● WRITTEN PROBLEM: Tally the lines in the items below that contain the word "Find", and reply with only the number.

▶

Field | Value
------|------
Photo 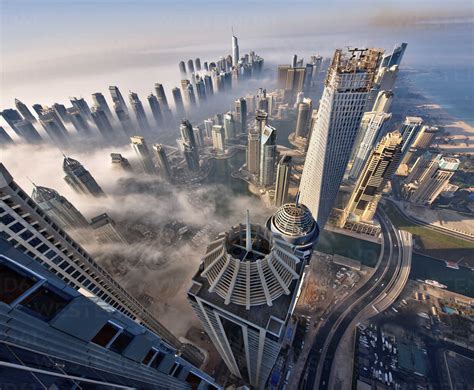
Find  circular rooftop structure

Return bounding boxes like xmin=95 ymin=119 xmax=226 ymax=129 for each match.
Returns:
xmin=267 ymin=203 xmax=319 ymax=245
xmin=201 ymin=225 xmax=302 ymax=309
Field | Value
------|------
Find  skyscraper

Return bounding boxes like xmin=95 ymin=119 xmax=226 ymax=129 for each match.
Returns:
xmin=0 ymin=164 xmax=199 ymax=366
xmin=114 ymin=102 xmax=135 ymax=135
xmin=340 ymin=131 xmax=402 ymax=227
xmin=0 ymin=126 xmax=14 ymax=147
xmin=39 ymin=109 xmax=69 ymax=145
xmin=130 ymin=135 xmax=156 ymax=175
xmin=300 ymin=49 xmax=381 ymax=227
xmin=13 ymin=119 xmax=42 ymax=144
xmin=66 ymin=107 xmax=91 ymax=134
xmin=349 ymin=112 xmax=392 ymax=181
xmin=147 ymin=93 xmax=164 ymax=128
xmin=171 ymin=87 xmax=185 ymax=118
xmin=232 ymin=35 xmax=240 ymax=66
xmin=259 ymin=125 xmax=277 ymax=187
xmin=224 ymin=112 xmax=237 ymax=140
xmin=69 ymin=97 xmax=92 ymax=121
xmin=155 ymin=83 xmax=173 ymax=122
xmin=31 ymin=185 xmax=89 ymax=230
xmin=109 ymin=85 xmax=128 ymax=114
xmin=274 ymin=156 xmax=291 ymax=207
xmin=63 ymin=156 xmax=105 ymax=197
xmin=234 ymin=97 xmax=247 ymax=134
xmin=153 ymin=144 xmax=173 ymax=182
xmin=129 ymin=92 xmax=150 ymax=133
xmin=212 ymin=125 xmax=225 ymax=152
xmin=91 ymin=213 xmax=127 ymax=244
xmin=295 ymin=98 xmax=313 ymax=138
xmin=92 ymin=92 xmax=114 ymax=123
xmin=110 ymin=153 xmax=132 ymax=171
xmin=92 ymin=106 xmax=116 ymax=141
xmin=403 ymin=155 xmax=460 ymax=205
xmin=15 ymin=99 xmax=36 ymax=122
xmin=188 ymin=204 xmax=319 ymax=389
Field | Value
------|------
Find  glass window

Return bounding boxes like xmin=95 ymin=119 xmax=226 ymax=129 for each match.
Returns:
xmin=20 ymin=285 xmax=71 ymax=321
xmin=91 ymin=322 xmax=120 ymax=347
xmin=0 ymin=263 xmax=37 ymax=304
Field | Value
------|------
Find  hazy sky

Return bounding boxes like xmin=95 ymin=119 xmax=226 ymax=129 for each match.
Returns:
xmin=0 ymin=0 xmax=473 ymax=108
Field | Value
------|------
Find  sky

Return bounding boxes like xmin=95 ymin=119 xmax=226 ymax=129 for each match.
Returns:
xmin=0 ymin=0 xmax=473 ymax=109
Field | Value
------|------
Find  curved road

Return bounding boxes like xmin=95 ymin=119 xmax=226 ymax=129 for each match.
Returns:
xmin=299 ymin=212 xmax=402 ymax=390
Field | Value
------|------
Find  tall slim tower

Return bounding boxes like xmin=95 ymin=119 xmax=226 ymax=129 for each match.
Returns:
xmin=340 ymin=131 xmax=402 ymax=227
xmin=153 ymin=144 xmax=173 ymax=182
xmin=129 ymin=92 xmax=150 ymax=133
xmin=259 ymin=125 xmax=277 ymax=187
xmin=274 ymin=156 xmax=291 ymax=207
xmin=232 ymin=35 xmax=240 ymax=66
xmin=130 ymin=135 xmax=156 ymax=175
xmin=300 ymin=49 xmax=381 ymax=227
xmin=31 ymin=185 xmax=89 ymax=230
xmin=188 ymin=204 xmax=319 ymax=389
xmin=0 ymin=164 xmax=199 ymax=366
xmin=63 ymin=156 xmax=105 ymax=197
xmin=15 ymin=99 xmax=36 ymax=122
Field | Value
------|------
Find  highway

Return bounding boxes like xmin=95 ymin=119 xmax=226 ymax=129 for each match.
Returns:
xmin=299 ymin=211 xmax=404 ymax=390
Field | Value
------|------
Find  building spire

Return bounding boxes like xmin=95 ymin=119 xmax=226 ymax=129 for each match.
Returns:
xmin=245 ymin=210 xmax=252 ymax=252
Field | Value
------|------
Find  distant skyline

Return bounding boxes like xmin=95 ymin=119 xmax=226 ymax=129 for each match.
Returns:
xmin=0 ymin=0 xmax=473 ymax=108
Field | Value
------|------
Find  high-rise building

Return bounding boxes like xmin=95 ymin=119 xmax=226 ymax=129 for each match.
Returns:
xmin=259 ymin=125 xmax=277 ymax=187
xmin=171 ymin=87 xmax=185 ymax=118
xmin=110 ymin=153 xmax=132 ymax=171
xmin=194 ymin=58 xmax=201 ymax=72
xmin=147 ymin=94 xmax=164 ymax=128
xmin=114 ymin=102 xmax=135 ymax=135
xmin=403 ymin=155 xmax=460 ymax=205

◀

● WRITTEN RESPONSE: 11